START RECORDS TO USE

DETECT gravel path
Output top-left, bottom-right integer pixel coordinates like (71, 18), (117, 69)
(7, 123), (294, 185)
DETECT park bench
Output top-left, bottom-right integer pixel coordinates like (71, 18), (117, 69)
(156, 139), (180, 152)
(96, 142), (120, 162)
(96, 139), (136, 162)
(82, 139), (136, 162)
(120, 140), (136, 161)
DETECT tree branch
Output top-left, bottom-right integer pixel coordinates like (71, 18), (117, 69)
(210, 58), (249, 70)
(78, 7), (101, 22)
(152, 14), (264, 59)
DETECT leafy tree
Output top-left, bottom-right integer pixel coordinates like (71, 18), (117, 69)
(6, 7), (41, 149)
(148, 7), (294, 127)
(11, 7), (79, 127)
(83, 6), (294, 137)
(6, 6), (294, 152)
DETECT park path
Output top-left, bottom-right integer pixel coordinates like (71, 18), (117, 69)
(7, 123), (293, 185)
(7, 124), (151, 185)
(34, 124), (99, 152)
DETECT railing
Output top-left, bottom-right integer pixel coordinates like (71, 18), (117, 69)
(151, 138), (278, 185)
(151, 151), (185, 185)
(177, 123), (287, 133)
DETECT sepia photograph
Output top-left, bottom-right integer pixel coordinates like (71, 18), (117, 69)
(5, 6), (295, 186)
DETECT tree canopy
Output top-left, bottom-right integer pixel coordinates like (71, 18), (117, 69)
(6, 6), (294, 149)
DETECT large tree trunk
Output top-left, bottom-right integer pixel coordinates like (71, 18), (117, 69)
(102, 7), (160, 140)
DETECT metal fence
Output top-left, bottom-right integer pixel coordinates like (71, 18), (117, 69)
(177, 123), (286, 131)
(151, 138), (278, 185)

END RECORDS TO USE

# THE TASK
What are the lines of the data above that include the string "tree"? Copy them.

# TASK RESULT
DETECT tree branch
DETECT leafy tree
DETECT tree canopy
DETECT large tree trunk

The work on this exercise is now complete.